WRITTEN REQUEST » Reproduce the items below word for word, from their first line through the line that contains "<point>255,214</point>", including that line.

******

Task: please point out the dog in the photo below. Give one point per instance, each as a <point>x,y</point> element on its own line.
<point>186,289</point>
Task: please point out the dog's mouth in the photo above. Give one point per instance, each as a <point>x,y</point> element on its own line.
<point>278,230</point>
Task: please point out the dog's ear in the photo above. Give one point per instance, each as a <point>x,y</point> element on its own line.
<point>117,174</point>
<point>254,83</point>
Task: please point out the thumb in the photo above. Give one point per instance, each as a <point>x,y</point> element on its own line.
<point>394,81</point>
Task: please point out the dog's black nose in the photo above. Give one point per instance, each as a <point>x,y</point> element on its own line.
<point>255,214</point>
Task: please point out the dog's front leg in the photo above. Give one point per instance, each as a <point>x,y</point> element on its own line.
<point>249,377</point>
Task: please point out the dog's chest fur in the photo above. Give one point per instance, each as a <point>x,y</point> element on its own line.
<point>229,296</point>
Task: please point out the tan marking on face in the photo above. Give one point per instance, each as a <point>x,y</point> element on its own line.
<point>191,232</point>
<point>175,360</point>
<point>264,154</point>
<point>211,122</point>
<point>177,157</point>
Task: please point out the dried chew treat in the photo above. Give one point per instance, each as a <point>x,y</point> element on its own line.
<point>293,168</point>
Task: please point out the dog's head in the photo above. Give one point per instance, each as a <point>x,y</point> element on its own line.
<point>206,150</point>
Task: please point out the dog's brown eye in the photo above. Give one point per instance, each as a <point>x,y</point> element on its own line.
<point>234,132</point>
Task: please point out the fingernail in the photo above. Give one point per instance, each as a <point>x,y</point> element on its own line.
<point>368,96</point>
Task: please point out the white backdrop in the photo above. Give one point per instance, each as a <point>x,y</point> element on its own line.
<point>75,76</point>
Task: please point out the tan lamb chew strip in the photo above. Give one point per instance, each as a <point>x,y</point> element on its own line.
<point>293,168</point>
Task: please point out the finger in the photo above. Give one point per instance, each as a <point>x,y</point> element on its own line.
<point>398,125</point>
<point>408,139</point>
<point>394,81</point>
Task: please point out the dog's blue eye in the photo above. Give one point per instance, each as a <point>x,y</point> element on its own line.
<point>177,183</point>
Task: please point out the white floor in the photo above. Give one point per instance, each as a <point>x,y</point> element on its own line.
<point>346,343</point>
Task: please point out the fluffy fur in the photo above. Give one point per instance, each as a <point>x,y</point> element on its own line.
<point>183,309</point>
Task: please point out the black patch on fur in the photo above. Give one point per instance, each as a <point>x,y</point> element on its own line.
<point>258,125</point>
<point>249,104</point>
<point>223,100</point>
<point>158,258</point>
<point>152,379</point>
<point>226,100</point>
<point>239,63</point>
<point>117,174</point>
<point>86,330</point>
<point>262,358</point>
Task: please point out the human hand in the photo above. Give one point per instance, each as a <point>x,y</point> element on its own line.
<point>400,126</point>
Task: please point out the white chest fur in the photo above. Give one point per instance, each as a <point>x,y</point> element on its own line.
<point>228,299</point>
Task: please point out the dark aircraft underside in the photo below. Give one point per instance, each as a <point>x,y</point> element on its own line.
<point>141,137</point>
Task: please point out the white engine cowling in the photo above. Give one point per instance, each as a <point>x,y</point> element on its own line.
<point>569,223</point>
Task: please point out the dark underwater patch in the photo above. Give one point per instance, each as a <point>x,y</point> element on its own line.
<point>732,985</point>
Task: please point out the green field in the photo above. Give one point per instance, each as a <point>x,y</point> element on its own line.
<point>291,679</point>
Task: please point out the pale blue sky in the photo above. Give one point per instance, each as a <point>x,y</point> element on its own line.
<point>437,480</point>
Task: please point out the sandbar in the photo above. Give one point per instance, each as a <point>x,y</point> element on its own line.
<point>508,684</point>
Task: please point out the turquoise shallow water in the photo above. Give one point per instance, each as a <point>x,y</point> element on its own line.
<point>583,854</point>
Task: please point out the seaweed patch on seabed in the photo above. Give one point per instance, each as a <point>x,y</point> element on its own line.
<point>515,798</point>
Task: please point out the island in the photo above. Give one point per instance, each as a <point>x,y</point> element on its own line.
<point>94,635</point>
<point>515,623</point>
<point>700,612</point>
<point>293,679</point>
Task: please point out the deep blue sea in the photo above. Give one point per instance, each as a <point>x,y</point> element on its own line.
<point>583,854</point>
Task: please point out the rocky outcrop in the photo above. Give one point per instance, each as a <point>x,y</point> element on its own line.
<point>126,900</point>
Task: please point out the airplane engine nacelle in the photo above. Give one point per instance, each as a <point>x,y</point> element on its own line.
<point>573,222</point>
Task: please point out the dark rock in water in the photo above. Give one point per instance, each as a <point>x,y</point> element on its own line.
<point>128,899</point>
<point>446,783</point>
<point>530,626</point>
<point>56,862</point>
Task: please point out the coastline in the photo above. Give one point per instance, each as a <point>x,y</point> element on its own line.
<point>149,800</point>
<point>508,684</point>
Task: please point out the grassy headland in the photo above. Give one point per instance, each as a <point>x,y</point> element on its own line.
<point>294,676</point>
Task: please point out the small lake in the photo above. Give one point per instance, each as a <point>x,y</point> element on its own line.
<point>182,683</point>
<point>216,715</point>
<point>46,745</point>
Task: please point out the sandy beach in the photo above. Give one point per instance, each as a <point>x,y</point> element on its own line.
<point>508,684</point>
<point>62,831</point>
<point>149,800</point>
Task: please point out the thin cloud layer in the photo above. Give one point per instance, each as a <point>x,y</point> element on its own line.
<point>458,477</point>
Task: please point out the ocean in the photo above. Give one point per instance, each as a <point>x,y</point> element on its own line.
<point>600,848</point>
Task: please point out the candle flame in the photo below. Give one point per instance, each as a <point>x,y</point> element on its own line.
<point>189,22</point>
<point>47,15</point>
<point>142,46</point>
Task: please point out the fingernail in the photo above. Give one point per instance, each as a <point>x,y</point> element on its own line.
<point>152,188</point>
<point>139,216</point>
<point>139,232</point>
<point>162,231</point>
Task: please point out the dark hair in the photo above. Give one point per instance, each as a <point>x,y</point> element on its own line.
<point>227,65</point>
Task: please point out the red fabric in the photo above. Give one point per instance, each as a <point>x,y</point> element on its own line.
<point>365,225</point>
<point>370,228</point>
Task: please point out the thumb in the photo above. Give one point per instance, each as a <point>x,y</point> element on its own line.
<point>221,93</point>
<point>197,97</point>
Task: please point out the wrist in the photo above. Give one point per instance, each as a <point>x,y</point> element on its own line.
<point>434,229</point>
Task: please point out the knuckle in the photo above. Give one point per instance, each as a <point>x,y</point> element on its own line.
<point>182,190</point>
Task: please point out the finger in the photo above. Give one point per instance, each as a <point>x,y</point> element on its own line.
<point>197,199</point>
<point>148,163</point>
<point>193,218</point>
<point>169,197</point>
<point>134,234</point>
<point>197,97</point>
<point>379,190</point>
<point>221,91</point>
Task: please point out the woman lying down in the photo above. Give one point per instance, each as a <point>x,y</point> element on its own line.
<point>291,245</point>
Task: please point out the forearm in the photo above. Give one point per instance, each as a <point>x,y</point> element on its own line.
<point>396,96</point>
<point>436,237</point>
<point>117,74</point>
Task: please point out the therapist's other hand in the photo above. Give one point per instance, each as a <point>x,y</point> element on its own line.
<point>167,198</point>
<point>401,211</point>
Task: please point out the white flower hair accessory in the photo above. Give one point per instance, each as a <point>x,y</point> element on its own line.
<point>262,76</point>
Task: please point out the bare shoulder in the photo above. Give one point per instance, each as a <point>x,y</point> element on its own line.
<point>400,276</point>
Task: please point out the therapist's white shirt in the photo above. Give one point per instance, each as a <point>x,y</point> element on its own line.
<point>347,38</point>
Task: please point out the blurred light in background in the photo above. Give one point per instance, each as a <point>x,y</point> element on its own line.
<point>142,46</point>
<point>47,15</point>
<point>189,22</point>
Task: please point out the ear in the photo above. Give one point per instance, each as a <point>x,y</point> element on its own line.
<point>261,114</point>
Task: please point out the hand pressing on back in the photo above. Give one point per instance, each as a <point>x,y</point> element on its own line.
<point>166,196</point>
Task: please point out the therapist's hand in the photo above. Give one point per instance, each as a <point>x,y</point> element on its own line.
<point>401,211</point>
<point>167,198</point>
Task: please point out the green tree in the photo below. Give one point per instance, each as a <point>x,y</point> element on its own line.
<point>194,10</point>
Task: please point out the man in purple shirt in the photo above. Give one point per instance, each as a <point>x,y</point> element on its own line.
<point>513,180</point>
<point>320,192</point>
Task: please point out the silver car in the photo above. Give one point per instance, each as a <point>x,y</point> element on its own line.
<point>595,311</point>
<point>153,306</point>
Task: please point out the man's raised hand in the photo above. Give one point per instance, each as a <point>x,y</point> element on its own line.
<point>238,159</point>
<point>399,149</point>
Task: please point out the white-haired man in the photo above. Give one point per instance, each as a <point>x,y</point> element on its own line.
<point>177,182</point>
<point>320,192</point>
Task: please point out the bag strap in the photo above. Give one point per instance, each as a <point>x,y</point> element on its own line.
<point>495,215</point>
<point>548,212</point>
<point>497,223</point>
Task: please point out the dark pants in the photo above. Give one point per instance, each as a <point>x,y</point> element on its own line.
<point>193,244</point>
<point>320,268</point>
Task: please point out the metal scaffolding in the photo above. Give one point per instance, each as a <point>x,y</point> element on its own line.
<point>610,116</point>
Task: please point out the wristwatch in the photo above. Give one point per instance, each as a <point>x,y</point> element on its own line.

******

RESPONSE TO THIS TASK »
Task: please point out the dog in the photo below. Give one point per instance, each as a <point>x,y</point> element on its own line.
<point>186,289</point>
Task: please point out the dog's mouth in the photo above. Give one point per instance, each as a <point>x,y</point> element on its own line.
<point>278,230</point>
Task: please point out the dog's ear in the photo above. Give one point per instance, each as a <point>x,y</point> element on its own line.
<point>117,174</point>
<point>254,83</point>
Task: please point out the thumb in the photo above. Give one point per instance, each as a <point>x,y</point> element on its own line.
<point>394,81</point>
Task: please point out the dog's black nose in the photo above. Give one point per instance, each as a <point>x,y</point> element on its own line.
<point>255,214</point>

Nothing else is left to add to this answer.